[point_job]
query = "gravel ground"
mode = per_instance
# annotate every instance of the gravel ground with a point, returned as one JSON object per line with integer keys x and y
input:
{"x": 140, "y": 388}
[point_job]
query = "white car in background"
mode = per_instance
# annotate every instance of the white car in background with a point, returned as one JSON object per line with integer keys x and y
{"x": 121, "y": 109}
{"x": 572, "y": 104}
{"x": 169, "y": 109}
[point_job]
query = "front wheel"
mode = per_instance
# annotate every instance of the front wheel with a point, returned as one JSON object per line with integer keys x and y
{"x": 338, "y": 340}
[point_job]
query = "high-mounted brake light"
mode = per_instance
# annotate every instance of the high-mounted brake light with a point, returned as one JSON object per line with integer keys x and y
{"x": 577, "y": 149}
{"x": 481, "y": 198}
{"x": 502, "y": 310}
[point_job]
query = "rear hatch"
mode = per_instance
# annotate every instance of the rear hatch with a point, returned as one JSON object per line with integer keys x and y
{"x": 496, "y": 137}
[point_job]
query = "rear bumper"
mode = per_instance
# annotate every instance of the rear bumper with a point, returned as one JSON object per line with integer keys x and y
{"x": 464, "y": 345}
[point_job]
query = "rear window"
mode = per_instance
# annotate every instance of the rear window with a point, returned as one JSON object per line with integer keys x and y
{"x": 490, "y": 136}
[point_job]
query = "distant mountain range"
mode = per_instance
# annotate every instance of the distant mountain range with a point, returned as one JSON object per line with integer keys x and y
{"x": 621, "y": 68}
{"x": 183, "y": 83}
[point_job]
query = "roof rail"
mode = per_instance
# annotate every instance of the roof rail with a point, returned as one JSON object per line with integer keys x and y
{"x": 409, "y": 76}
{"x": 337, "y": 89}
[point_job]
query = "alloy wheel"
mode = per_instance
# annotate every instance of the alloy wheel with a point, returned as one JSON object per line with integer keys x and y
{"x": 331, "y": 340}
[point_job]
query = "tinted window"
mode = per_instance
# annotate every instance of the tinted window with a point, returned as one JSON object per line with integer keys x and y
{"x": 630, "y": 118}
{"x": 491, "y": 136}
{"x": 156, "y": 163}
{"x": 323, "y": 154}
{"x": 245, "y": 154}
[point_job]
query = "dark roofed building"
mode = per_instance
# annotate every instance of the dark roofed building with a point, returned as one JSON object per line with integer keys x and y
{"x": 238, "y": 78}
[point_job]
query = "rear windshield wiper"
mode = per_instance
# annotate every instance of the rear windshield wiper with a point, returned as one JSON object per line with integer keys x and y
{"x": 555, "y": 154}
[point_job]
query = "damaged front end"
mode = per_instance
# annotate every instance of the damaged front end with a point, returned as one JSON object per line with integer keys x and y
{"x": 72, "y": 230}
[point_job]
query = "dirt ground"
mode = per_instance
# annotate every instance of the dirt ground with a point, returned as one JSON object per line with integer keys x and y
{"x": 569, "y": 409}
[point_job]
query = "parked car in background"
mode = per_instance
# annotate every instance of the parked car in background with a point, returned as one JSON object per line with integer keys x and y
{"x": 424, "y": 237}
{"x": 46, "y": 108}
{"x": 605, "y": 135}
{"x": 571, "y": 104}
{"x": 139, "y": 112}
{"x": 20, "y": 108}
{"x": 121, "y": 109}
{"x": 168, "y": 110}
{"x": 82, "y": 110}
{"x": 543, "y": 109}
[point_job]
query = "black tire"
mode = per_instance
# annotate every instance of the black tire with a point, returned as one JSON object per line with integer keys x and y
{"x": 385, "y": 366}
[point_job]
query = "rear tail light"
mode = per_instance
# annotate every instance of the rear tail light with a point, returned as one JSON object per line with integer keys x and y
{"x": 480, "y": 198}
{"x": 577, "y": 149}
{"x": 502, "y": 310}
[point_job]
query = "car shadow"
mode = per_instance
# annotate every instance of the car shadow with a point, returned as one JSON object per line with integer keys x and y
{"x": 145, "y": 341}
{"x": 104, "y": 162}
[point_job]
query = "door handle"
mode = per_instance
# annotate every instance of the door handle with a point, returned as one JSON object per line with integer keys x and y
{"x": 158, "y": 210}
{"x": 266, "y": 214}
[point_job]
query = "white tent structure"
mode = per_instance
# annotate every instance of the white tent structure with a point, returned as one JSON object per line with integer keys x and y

* _Problem_: Extract the full listing above without altering anything.

* _Task solution_:
[point_job]
query = "gravel ground"
mode = per_instance
# annotate every instance of the gravel ground with a point, returned as one JSON object per line with integer keys x and y
input:
{"x": 140, "y": 388}
[point_job]
query = "white car in background"
mode = per_instance
# annotate every instance of the white car in background with a point, returned as one JSON object per line with integer keys x and y
{"x": 121, "y": 109}
{"x": 572, "y": 104}
{"x": 169, "y": 109}
[point_job]
query = "front wheel"
mode = per_instance
# annotate every instance of the front wheel with a point, returned as one JSON object per line with integer keys x and y
{"x": 338, "y": 340}
[point_job]
query = "high-mounted brake light"
mode = per_instance
# annotate every instance of the high-mounted brake light with a point, returned as one JSON object per line with integer keys x and y
{"x": 577, "y": 149}
{"x": 481, "y": 198}
{"x": 502, "y": 310}
[point_job]
query = "rear hatch"
mode = per_instance
# annotate every instance of the rear hatch with a point, returned as one JSON object per line with integer keys x and y
{"x": 496, "y": 137}
[point_job]
query = "rear bumper"
mode = per_instance
# annotate every instance of the rear bumper with a point, returned as one JSON object per line with integer keys x and y
{"x": 464, "y": 345}
[point_job]
query = "rear window"
mode = per_instance
# annotate every instance of the rear window with a point, returned as one JSON object per line with integer keys x and y
{"x": 490, "y": 136}
[point_job]
query = "distant mountain range"
mode = per_instance
# annotate every instance of the distant mountain range with a point, returned as one JSON object per line with integer keys x and y
{"x": 621, "y": 68}
{"x": 183, "y": 83}
[point_job]
query = "roof rail"
mode = per_instance
# annotate every instance of the roof rail with a point, returned as one JSON object per line with integer keys x and y
{"x": 409, "y": 76}
{"x": 337, "y": 89}
[point_job]
query = "alloy wheel"
mode = per_instance
# annotate every instance of the alloy wheel with a point, returned as one JSON object per line with integer keys x and y
{"x": 331, "y": 340}
[point_job]
query = "tinted window"
mode = per_instance
# annotate every instance of the tinted window with a point, returned as one JSON object per line with integer keys x and y
{"x": 630, "y": 118}
{"x": 491, "y": 136}
{"x": 156, "y": 163}
{"x": 323, "y": 154}
{"x": 245, "y": 154}
[point_job]
query = "dark roofed building"
mode = per_instance
# annotate every instance of the dark roofed building with a point, returned as one JSON object per line with integer keys x and y
{"x": 238, "y": 78}
[point_job]
query = "rear windshield wiper"
mode = per_instance
# annotate every instance of the rear windshield wiper with a point, returned as one JSON object per line with integer keys x and y
{"x": 555, "y": 154}
[point_job]
query = "damaged front end"
mode = per_instance
# annotate every instance of the damaged front end with a point, returned as one JSON object per line with integer keys x and y
{"x": 72, "y": 230}
[point_job]
query = "dirt ground"
mode = per_instance
# annotate every instance of the dirt ground with a point, returned as one JSON object per line with integer keys x and y
{"x": 569, "y": 409}
[point_job]
query = "parked car in background"
mode = per_instance
# annotate every instance of the parked car in background with a point, returned as one JSON object per line with integer keys x and y
{"x": 424, "y": 237}
{"x": 46, "y": 108}
{"x": 605, "y": 135}
{"x": 571, "y": 104}
{"x": 139, "y": 112}
{"x": 20, "y": 108}
{"x": 121, "y": 109}
{"x": 168, "y": 110}
{"x": 82, "y": 110}
{"x": 543, "y": 109}
[point_job]
query = "black tire"
mode = per_instance
# annotate every instance of the black tire with a point, returned as one JSON object per line with integer keys x and y
{"x": 385, "y": 366}
[point_job]
query = "rear tail light"
mode = per_instance
# annotate every instance of the rear tail light with a point, returned as one JSON object per line with integer keys x and y
{"x": 480, "y": 198}
{"x": 577, "y": 149}
{"x": 502, "y": 310}
[point_job]
query = "car shadow"
mode = per_instance
# annotate every instance of the car shadow with a point, returned as one JSON object per line with integer keys x and y
{"x": 145, "y": 341}
{"x": 104, "y": 162}
[point_job]
query = "door handle"
mode = per_instance
# annotate every instance of the door handle with a point, returned as one JSON object per line with integer keys x and y
{"x": 158, "y": 210}
{"x": 266, "y": 214}
[point_job]
query = "white tent structure"
mode = per_instance
# annotate every instance of the white tent structure with a point, returned as one JSON object per line with integer keys x and y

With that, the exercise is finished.